#### Entries provided ####

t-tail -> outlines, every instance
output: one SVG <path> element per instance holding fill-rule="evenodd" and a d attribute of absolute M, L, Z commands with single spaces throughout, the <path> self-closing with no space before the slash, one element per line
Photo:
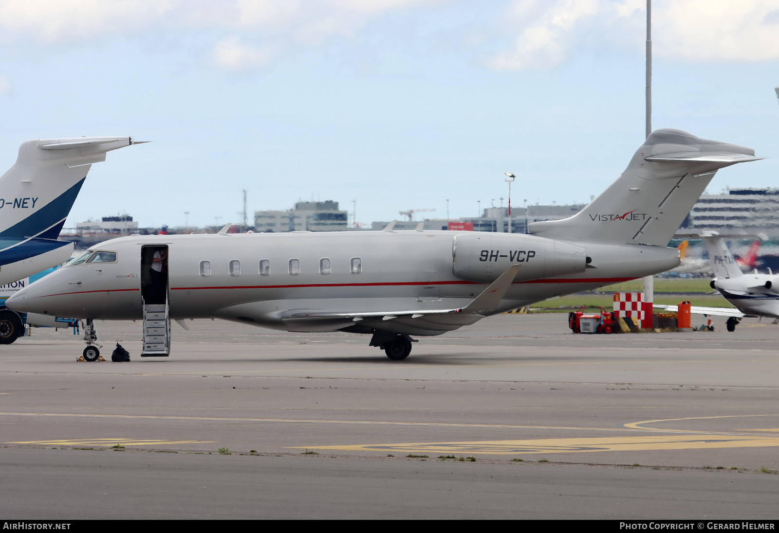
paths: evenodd
<path fill-rule="evenodd" d="M 135 144 L 130 137 L 35 139 L 0 177 L 0 285 L 58 265 L 72 243 L 59 233 L 93 163 Z"/>
<path fill-rule="evenodd" d="M 744 146 L 656 130 L 587 207 L 528 230 L 540 237 L 666 246 L 717 170 L 760 159 Z"/>

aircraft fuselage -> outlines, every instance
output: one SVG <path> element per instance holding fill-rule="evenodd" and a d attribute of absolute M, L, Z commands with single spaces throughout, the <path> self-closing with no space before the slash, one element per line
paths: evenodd
<path fill-rule="evenodd" d="M 115 252 L 115 261 L 65 266 L 9 304 L 79 318 L 140 318 L 144 247 L 167 247 L 171 319 L 220 317 L 287 331 L 354 325 L 305 320 L 318 313 L 464 307 L 517 263 L 520 274 L 491 314 L 679 265 L 679 251 L 665 247 L 479 232 L 133 236 L 90 248 Z M 462 324 L 452 325 L 400 329 L 439 335 Z"/>

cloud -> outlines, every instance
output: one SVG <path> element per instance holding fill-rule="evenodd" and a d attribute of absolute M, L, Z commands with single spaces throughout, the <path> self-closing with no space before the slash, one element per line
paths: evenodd
<path fill-rule="evenodd" d="M 216 64 L 227 70 L 249 70 L 263 66 L 273 54 L 268 48 L 257 48 L 241 44 L 238 37 L 217 43 L 213 47 Z"/>
<path fill-rule="evenodd" d="M 511 47 L 487 61 L 495 70 L 552 68 L 581 50 L 643 49 L 646 38 L 644 0 L 515 0 L 505 15 L 518 31 Z M 667 0 L 652 7 L 656 58 L 771 61 L 779 59 L 777 34 L 776 0 Z"/>
<path fill-rule="evenodd" d="M 661 28 L 657 51 L 664 57 L 692 61 L 779 58 L 776 0 L 671 2 L 657 12 L 657 20 Z"/>
<path fill-rule="evenodd" d="M 527 16 L 534 2 L 516 2 L 515 16 Z M 602 11 L 598 0 L 564 0 L 552 4 L 537 19 L 527 24 L 510 50 L 488 61 L 495 70 L 544 68 L 561 63 L 569 54 L 572 33 Z"/>

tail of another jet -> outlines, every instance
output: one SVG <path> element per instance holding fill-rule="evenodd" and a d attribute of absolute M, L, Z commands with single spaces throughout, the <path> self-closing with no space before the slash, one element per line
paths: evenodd
<path fill-rule="evenodd" d="M 656 130 L 587 207 L 563 220 L 532 223 L 528 230 L 545 237 L 666 246 L 718 169 L 760 159 L 744 146 Z"/>
<path fill-rule="evenodd" d="M 0 177 L 0 285 L 66 261 L 72 244 L 57 240 L 93 163 L 134 144 L 129 137 L 26 141 Z"/>

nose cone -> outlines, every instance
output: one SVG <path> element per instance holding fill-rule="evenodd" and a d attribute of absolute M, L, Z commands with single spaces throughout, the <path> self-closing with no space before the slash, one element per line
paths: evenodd
<path fill-rule="evenodd" d="M 21 313 L 31 313 L 33 310 L 27 308 L 27 302 L 29 299 L 27 298 L 27 287 L 22 289 L 19 291 L 15 293 L 12 296 L 5 300 L 5 307 L 9 309 L 12 309 L 15 311 L 19 311 Z"/>

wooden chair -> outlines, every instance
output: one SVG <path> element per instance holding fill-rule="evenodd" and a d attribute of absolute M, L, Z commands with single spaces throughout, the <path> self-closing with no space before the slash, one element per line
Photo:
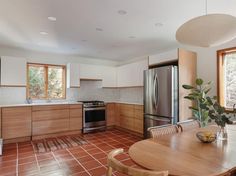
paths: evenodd
<path fill-rule="evenodd" d="M 178 122 L 177 125 L 180 128 L 181 132 L 192 130 L 195 128 L 200 128 L 199 121 L 194 120 L 194 119 L 186 120 L 183 122 Z"/>
<path fill-rule="evenodd" d="M 114 157 L 118 154 L 124 152 L 124 149 L 114 149 L 108 154 L 107 163 L 108 163 L 108 170 L 107 176 L 112 175 L 112 169 L 119 171 L 123 174 L 129 176 L 167 176 L 168 171 L 150 171 L 144 169 L 137 169 L 130 166 L 126 166 Z"/>
<path fill-rule="evenodd" d="M 157 139 L 162 135 L 178 133 L 178 127 L 176 125 L 155 126 L 148 128 L 148 131 L 152 138 Z"/>

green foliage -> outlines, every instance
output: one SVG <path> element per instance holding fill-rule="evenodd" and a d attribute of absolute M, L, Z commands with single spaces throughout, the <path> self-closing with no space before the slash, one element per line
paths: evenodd
<path fill-rule="evenodd" d="M 195 119 L 199 120 L 201 126 L 206 126 L 210 121 L 209 118 L 209 106 L 210 103 L 208 99 L 211 99 L 207 94 L 211 90 L 210 84 L 203 84 L 203 80 L 200 78 L 196 79 L 196 86 L 183 85 L 184 89 L 190 90 L 191 92 L 184 98 L 193 101 L 194 106 L 189 107 Z"/>
<path fill-rule="evenodd" d="M 226 124 L 232 124 L 230 116 L 225 113 L 225 108 L 221 107 L 216 100 L 213 101 L 211 101 L 212 108 L 209 110 L 210 118 L 220 127 L 225 127 Z"/>
<path fill-rule="evenodd" d="M 193 101 L 194 106 L 189 107 L 192 110 L 195 119 L 199 120 L 204 127 L 208 122 L 214 120 L 217 125 L 225 127 L 225 124 L 232 123 L 230 117 L 225 114 L 225 109 L 217 102 L 217 97 L 211 98 L 207 94 L 211 90 L 211 82 L 203 84 L 200 78 L 196 79 L 196 86 L 183 85 L 184 89 L 191 92 L 184 98 Z"/>

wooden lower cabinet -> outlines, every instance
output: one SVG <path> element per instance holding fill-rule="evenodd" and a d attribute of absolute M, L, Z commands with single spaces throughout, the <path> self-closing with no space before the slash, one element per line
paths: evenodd
<path fill-rule="evenodd" d="M 143 106 L 119 104 L 119 123 L 116 125 L 143 134 Z"/>
<path fill-rule="evenodd" d="M 31 136 L 31 107 L 2 108 L 2 138 Z"/>
<path fill-rule="evenodd" d="M 80 130 L 82 105 L 35 106 L 32 119 L 33 136 Z"/>
<path fill-rule="evenodd" d="M 69 130 L 69 118 L 35 121 L 32 123 L 32 135 L 46 135 Z"/>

####

- Challenge
Rewrite all of the entries above, switching "outlines" to "contours" and leaving everything else unchanged. Leave out the pictures.

- Response for this exercise
t-tail -> contours, every instance
output: one SVG <path> element per instance holding fill-rule="evenodd" and a d attribute of absolute M, L, Z commands with single spaces throughout, the <path> self-closing with no space before the slash, one element per line
Photo:
paths: evenodd
<path fill-rule="evenodd" d="M 135 144 L 130 137 L 35 139 L 0 177 L 0 285 L 58 265 L 72 243 L 59 233 L 93 163 Z"/>
<path fill-rule="evenodd" d="M 744 146 L 656 130 L 587 207 L 528 230 L 540 237 L 666 246 L 717 170 L 760 159 Z"/>

aircraft fuselage -> contours, every instance
output: one SVG <path> element per instance holding fill-rule="evenodd" and a d attribute of absolute M, L, Z commands with single spaces throughout, the <path> self-closing with no space before the slash, one element per line
paths: evenodd
<path fill-rule="evenodd" d="M 115 252 L 115 261 L 65 266 L 9 304 L 79 318 L 140 318 L 144 247 L 167 247 L 171 319 L 220 317 L 287 331 L 354 325 L 305 320 L 318 313 L 464 307 L 517 263 L 520 274 L 491 314 L 679 265 L 679 251 L 665 247 L 479 232 L 133 236 L 90 248 Z M 462 324 L 452 325 L 400 329 L 439 335 Z"/>

cloud -> contours, every instance
output: one SVG <path> element per instance holding fill-rule="evenodd" and a d attribute of absolute M, L, Z commands with single spaces throughout, the <path> self-closing with no space before the slash, one element per line
paths: evenodd
<path fill-rule="evenodd" d="M 216 64 L 227 70 L 249 70 L 263 66 L 273 54 L 268 48 L 257 48 L 241 44 L 238 37 L 217 43 L 213 47 Z"/>
<path fill-rule="evenodd" d="M 511 47 L 487 61 L 495 70 L 552 68 L 581 50 L 643 49 L 646 38 L 644 0 L 515 0 L 505 15 L 518 31 Z M 667 0 L 652 7 L 656 58 L 771 61 L 779 59 L 777 34 L 776 0 Z"/>
<path fill-rule="evenodd" d="M 661 28 L 657 51 L 664 57 L 692 61 L 779 58 L 776 0 L 671 2 L 657 12 L 657 20 Z"/>
<path fill-rule="evenodd" d="M 527 16 L 534 2 L 516 2 L 515 16 Z M 602 11 L 598 0 L 564 0 L 552 4 L 537 19 L 527 24 L 510 50 L 488 61 L 495 70 L 544 68 L 561 63 L 569 54 L 572 33 Z"/>

tail of another jet -> contours, every instance
output: one SVG <path> element per instance holding fill-rule="evenodd" and a d attribute of absolute M, L, Z commands with single spaces throughout, the <path> self-closing with no space before the slash, one element per line
paths: evenodd
<path fill-rule="evenodd" d="M 656 130 L 587 207 L 563 220 L 532 223 L 528 230 L 545 237 L 666 246 L 718 169 L 760 159 L 744 146 Z"/>
<path fill-rule="evenodd" d="M 0 177 L 0 285 L 66 261 L 72 244 L 57 240 L 93 163 L 134 144 L 129 137 L 26 141 Z"/>

nose cone -> contours, every instance
output: one SVG <path> element per instance holding fill-rule="evenodd" and a d attribute of absolute M, L, Z commands with single spaces throughout, the <path> self-closing with no space before the slash, one element per line
paths: evenodd
<path fill-rule="evenodd" d="M 21 313 L 31 313 L 33 310 L 27 308 L 27 302 L 29 299 L 27 298 L 27 287 L 22 289 L 19 291 L 15 293 L 12 296 L 5 300 L 5 307 L 9 309 L 12 309 L 15 311 L 19 311 Z"/>

wooden chair -> contours, every instance
output: one SVG <path> element per instance holding fill-rule="evenodd" and a d attribute of absolute M, L, Z commands with single spaces throughout, the <path> self-closing with no space before the slash, one element per line
Photo:
paths: evenodd
<path fill-rule="evenodd" d="M 178 122 L 177 125 L 180 128 L 181 132 L 192 130 L 195 128 L 200 128 L 199 121 L 194 120 L 194 119 L 186 120 L 183 122 Z"/>
<path fill-rule="evenodd" d="M 114 157 L 118 154 L 124 152 L 124 149 L 114 149 L 108 154 L 107 163 L 108 163 L 108 170 L 107 176 L 112 175 L 112 169 L 119 171 L 123 174 L 129 176 L 167 176 L 168 171 L 150 171 L 144 169 L 137 169 L 130 166 L 126 166 Z"/>
<path fill-rule="evenodd" d="M 157 139 L 162 135 L 178 133 L 178 127 L 176 125 L 155 126 L 148 128 L 148 131 L 152 138 Z"/>

green foliage -> contours, every instance
output: one SVG <path> element per instance holding fill-rule="evenodd" and a d attribute of absolute M, L, Z commands with single spaces throughout, the <path> self-closing with no space before the slash, one element per line
paths: evenodd
<path fill-rule="evenodd" d="M 195 119 L 199 120 L 201 126 L 206 126 L 210 121 L 209 118 L 209 106 L 210 103 L 208 99 L 211 99 L 207 94 L 211 90 L 210 84 L 203 84 L 203 80 L 200 78 L 196 79 L 196 86 L 183 85 L 184 89 L 190 90 L 191 92 L 184 98 L 193 101 L 194 106 L 189 107 Z"/>
<path fill-rule="evenodd" d="M 226 124 L 232 124 L 230 116 L 225 113 L 225 108 L 221 107 L 216 100 L 213 101 L 211 101 L 212 108 L 209 110 L 210 118 L 220 127 L 225 127 Z"/>
<path fill-rule="evenodd" d="M 193 101 L 194 106 L 189 107 L 192 110 L 195 119 L 199 120 L 204 127 L 208 122 L 214 120 L 217 125 L 225 127 L 225 124 L 232 123 L 230 117 L 225 114 L 225 109 L 217 102 L 217 97 L 211 98 L 207 94 L 211 90 L 211 82 L 203 84 L 200 78 L 196 79 L 196 86 L 183 85 L 184 89 L 191 92 L 184 98 Z"/>

wooden lower cabinet -> contours, every instance
output: one SVG <path> element per instance holding fill-rule="evenodd" and a d attribute of absolute M, L, Z commands with single spaces throughout, the <path> self-closing with no space before the slash, one element per line
paths: evenodd
<path fill-rule="evenodd" d="M 143 106 L 119 104 L 119 123 L 116 125 L 143 134 Z"/>
<path fill-rule="evenodd" d="M 31 136 L 31 107 L 2 108 L 2 138 Z"/>
<path fill-rule="evenodd" d="M 80 130 L 82 105 L 35 106 L 32 119 L 33 136 Z"/>
<path fill-rule="evenodd" d="M 69 130 L 69 118 L 35 121 L 32 123 L 32 135 L 46 135 Z"/>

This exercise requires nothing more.